HOW TO COMPLETE THIS TASK:
Which lines of the records contain the word "point"? Show each of them.
···
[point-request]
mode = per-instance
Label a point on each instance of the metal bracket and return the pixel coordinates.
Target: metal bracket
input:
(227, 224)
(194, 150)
···
WRITTEN SOLUTION:
[point-request]
Label a point on each instance of the metal bracket and return the pixel coordinates.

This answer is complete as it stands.